§ What to work on
Reproduce the line that contains "Where can the pink flower" and every line after it through the end of the records, exactly, with nothing added.

Records of labeled points:
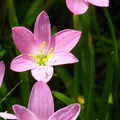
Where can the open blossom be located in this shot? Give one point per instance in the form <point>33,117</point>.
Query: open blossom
<point>2,71</point>
<point>81,6</point>
<point>6,115</point>
<point>41,106</point>
<point>40,51</point>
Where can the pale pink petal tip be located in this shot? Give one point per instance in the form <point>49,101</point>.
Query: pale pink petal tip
<point>76,6</point>
<point>100,3</point>
<point>41,101</point>
<point>70,112</point>
<point>6,115</point>
<point>2,71</point>
<point>42,73</point>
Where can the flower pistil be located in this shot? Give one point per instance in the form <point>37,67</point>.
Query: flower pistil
<point>42,59</point>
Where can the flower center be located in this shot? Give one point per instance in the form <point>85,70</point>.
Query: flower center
<point>81,0</point>
<point>42,59</point>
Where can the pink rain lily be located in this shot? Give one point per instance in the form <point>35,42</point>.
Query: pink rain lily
<point>6,115</point>
<point>81,6</point>
<point>2,71</point>
<point>40,51</point>
<point>41,106</point>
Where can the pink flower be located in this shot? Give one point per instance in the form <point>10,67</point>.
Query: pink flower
<point>40,51</point>
<point>81,6</point>
<point>2,71</point>
<point>6,115</point>
<point>41,106</point>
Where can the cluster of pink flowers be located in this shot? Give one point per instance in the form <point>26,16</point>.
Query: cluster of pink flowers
<point>40,52</point>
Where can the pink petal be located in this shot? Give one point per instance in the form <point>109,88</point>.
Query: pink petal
<point>41,101</point>
<point>2,71</point>
<point>77,6</point>
<point>42,30</point>
<point>42,73</point>
<point>101,3</point>
<point>6,115</point>
<point>23,62</point>
<point>65,40</point>
<point>24,40</point>
<point>70,112</point>
<point>60,58</point>
<point>23,113</point>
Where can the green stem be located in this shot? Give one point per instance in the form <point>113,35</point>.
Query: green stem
<point>112,34</point>
<point>89,112</point>
<point>107,88</point>
<point>95,23</point>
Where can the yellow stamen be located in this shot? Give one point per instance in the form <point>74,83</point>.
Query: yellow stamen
<point>32,56</point>
<point>42,46</point>
<point>37,60</point>
<point>50,52</point>
<point>45,59</point>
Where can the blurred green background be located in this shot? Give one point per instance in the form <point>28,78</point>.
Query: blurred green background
<point>93,82</point>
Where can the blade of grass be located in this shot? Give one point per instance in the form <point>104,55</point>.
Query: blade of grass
<point>106,91</point>
<point>95,23</point>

§ The completed task
Where can the pink flower be located in this shot? Give one point per instance in the form <point>10,67</point>.
Query: pink flower
<point>40,51</point>
<point>81,6</point>
<point>2,71</point>
<point>6,115</point>
<point>41,106</point>
Where can the cluster of pink flowers be located in this shot? Give one point per instance in the form <point>26,16</point>.
Query: cluster of pink flowers
<point>40,52</point>
Where can the pink petal be located in this shot? Give one point per instance in the form <point>109,88</point>.
Query: pink petal
<point>41,101</point>
<point>2,71</point>
<point>77,6</point>
<point>42,30</point>
<point>42,73</point>
<point>101,3</point>
<point>6,115</point>
<point>23,62</point>
<point>65,40</point>
<point>24,40</point>
<point>70,112</point>
<point>60,58</point>
<point>23,113</point>
Where can the green stem be located in this shot? Give one point per instance in the form <point>113,35</point>.
Query: green stem
<point>112,34</point>
<point>89,112</point>
<point>107,88</point>
<point>95,23</point>
Where can the yellow stamen be located in this shot? Give one point per instance in the form <point>74,83</point>.
Query: yellow stamen
<point>32,56</point>
<point>42,46</point>
<point>37,60</point>
<point>50,52</point>
<point>45,59</point>
Where can the blurred green background be located in this shot? Give one point per instance in the form <point>28,78</point>.
Query: blurred green background
<point>93,82</point>
Where can the blade of grass be located in this shot? Give one point per instance in the form <point>104,55</point>.
Query: blade of grass
<point>106,91</point>
<point>95,23</point>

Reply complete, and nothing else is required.